* [PROBLEM TO SOLVE]:
Express every line below as a JSON array of strings, one string per line, omitting blank lines and the pictures.

* [GIVEN RECORDS]:
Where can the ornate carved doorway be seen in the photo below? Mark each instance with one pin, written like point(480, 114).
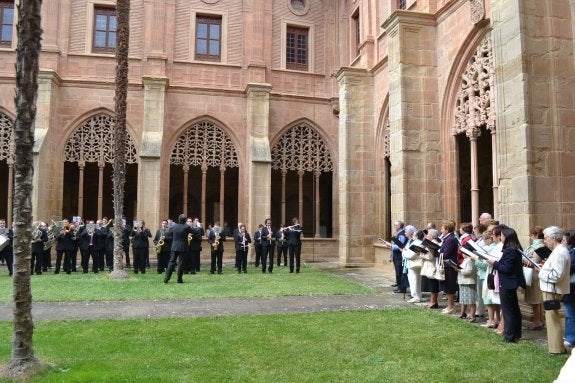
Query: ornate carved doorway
point(302, 181)
point(475, 132)
point(204, 175)
point(88, 158)
point(6, 167)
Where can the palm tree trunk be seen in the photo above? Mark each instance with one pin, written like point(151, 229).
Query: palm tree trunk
point(120, 133)
point(23, 360)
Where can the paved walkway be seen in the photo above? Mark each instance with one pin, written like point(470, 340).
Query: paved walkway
point(376, 278)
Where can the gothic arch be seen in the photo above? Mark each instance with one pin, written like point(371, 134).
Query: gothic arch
point(204, 163)
point(302, 178)
point(469, 108)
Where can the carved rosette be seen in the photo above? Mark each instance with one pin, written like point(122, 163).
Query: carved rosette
point(303, 150)
point(475, 105)
point(204, 144)
point(477, 10)
point(93, 142)
point(6, 138)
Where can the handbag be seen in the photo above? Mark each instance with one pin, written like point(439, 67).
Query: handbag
point(491, 281)
point(440, 269)
point(415, 264)
point(428, 269)
point(528, 274)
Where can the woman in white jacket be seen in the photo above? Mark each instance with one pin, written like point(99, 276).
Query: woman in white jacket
point(554, 283)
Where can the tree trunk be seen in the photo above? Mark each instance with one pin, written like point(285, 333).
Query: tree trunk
point(120, 133)
point(23, 361)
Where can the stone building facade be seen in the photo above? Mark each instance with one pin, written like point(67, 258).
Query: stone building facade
point(346, 113)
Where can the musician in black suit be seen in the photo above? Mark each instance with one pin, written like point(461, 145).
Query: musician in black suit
point(6, 253)
point(39, 237)
point(282, 245)
point(140, 247)
point(179, 237)
point(217, 250)
point(258, 244)
point(196, 244)
point(268, 246)
point(242, 240)
point(163, 254)
point(65, 247)
point(294, 244)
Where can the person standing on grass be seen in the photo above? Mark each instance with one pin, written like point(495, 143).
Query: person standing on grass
point(510, 270)
point(179, 236)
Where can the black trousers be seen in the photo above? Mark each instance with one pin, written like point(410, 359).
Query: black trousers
point(180, 257)
point(217, 257)
point(268, 254)
point(295, 252)
point(511, 315)
point(282, 250)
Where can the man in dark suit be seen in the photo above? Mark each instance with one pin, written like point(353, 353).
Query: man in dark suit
point(217, 250)
point(258, 244)
point(196, 244)
point(294, 244)
point(268, 245)
point(179, 250)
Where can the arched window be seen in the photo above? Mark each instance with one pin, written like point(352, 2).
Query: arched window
point(302, 180)
point(474, 128)
point(204, 174)
point(88, 156)
point(6, 166)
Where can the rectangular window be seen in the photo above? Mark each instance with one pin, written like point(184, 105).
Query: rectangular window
point(6, 23)
point(208, 38)
point(104, 30)
point(297, 48)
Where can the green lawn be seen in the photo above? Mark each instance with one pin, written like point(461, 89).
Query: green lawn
point(94, 287)
point(394, 345)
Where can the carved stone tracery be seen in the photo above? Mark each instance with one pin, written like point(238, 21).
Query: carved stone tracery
point(93, 142)
point(204, 144)
point(6, 138)
point(475, 105)
point(301, 149)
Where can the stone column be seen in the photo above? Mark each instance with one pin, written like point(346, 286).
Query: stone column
point(258, 154)
point(535, 74)
point(150, 204)
point(48, 181)
point(414, 118)
point(356, 167)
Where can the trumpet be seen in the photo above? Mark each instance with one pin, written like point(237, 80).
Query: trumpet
point(159, 245)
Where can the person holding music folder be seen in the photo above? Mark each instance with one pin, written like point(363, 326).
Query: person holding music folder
point(294, 244)
point(258, 245)
point(216, 239)
point(396, 251)
point(554, 283)
point(282, 245)
point(449, 247)
point(6, 252)
point(569, 299)
point(510, 270)
point(242, 239)
point(533, 296)
point(179, 250)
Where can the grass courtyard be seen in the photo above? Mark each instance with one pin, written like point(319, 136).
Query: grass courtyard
point(393, 345)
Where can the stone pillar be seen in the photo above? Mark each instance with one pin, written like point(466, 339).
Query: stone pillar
point(258, 154)
point(535, 74)
point(356, 167)
point(414, 118)
point(150, 204)
point(47, 185)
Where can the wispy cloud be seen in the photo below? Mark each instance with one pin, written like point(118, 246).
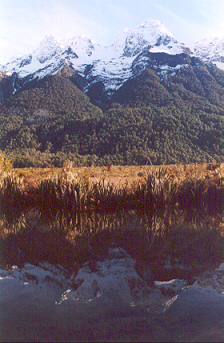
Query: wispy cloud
point(172, 14)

* [WRITTEN ANSWER]:
[
  "Where can the ornate carved doorway be seen in the photo below? Mark each instance with one pin, written like point(480, 114).",
  "Query: ornate carved doorway",
  "point(302, 181)",
  "point(475, 132)",
  "point(204, 175)",
  "point(88, 158)",
  "point(6, 167)",
  "Where can the palm tree trunk be seen in the photo above? Mark each instance with one pin, written like point(151, 229).",
  "Query: palm tree trunk",
  "point(120, 133)",
  "point(23, 360)",
  "Where can the paved walkway be seen in the photo above? Mark each instance with one pin, written like point(470, 340).",
  "Query: paved walkway",
  "point(376, 278)",
  "Where can the gothic arch be seen in the photo above? Mark each instance with one pin, written like point(371, 134).",
  "Query: gothic arch",
  "point(204, 163)",
  "point(302, 178)",
  "point(469, 108)",
  "Where can the carved rosette be seen in the photo above? Mark each instance with one pin, written like point(122, 163).",
  "Query: carved rosette",
  "point(303, 150)",
  "point(475, 105)",
  "point(204, 144)",
  "point(477, 10)",
  "point(93, 142)",
  "point(6, 138)",
  "Where can the handbag be seen in the photo above? Mark each instance with one pin, written like point(439, 67).",
  "Query: handbag",
  "point(491, 281)",
  "point(440, 269)",
  "point(415, 264)",
  "point(428, 269)",
  "point(528, 274)",
  "Where can the woman in white jacket be seen in the photo above? Mark each instance with one pin, written like point(99, 276).",
  "Query: woman in white jacket",
  "point(554, 283)",
  "Where can the tree trunk be seen in the photo above? Mark each instance with one pin, written like point(285, 333).",
  "Query: tree trunk",
  "point(120, 133)",
  "point(23, 361)",
  "Where can the stone building facade be seen in the photo above? Mark each instance with one pin, written like point(67, 258).",
  "Query: stone building facade",
  "point(346, 113)",
  "Where can the musician in black suit be seen in the photo above? Mark each instance with one pin, written like point(461, 145).",
  "Query: musician in black suit",
  "point(6, 253)",
  "point(39, 237)",
  "point(282, 245)",
  "point(140, 247)",
  "point(179, 237)",
  "point(217, 250)",
  "point(258, 244)",
  "point(196, 244)",
  "point(268, 246)",
  "point(242, 240)",
  "point(163, 254)",
  "point(65, 247)",
  "point(294, 244)",
  "Where can the person standing on grass be seen in the photo above? Mark each instance with one pin, written like point(495, 143).",
  "Query: person standing on grass",
  "point(510, 270)",
  "point(179, 236)",
  "Where can the black trousers be seen in the photo above? Mark each instance with one pin, written like point(410, 359).",
  "Query: black trousers",
  "point(180, 257)",
  "point(217, 257)",
  "point(268, 254)",
  "point(295, 252)",
  "point(511, 315)",
  "point(282, 250)",
  "Where can the man in dark suit be seen in the photo above? Mark each instance with one pin, written like point(353, 353).",
  "Query: man in dark suit",
  "point(217, 250)",
  "point(258, 244)",
  "point(196, 244)",
  "point(294, 244)",
  "point(268, 245)",
  "point(179, 250)",
  "Where can the arched window be seen in the photo above? Mark each instance with one pin, written like point(352, 2).",
  "Query: arched window",
  "point(302, 180)",
  "point(474, 128)",
  "point(204, 174)",
  "point(88, 156)",
  "point(6, 166)",
  "Where can the rectangular window be seen in the photo above? Mark each instance with one pin, written like point(184, 105).",
  "Query: rectangular window",
  "point(6, 23)",
  "point(208, 38)",
  "point(104, 30)",
  "point(297, 48)",
  "Where can the green lawn be seen in the photo above? Mark each instance with one pin, written like point(461, 89).",
  "Query: green lawn",
  "point(94, 287)",
  "point(394, 345)",
  "Where can the carved stone tracery be seen in the photo above? Mark each instance with one pin, written like point(238, 21).",
  "Query: carved stone tracery",
  "point(93, 142)",
  "point(204, 144)",
  "point(6, 138)",
  "point(475, 105)",
  "point(301, 149)",
  "Where can the stone column be seen in the photo above? Mark each instance with one pin, written like point(346, 286).",
  "Query: stone column",
  "point(258, 154)",
  "point(535, 74)",
  "point(150, 204)",
  "point(48, 181)",
  "point(414, 118)",
  "point(356, 167)",
  "Where can the trumpet be seen in the photo above? Mark each instance with one pin, written like point(237, 80).",
  "Query: trumpet",
  "point(159, 245)",
  "Where can the person holding music folder be seen in the photo above? Mark each instance with one pin, written like point(363, 326).",
  "Query: person holding music folder",
  "point(294, 244)",
  "point(258, 245)",
  "point(216, 239)",
  "point(396, 251)",
  "point(554, 283)",
  "point(282, 245)",
  "point(449, 247)",
  "point(6, 252)",
  "point(569, 299)",
  "point(510, 270)",
  "point(242, 239)",
  "point(533, 296)",
  "point(179, 250)",
  "Where can the grass courtyard be seen in the photo above? Mark each instance with one pin, written like point(319, 136).",
  "Query: grass courtyard",
  "point(393, 345)",
  "Where can the stone pillar be seen in the photo above? Mark each instance with one pin, written like point(466, 339).",
  "Query: stone pillar",
  "point(258, 154)",
  "point(535, 74)",
  "point(356, 167)",
  "point(414, 118)",
  "point(150, 204)",
  "point(47, 185)",
  "Where can the wispy cloud be seen in the photo below? Mark each instance with one pin, written like point(118, 246).",
  "Query: wispy cloud",
  "point(172, 14)"
]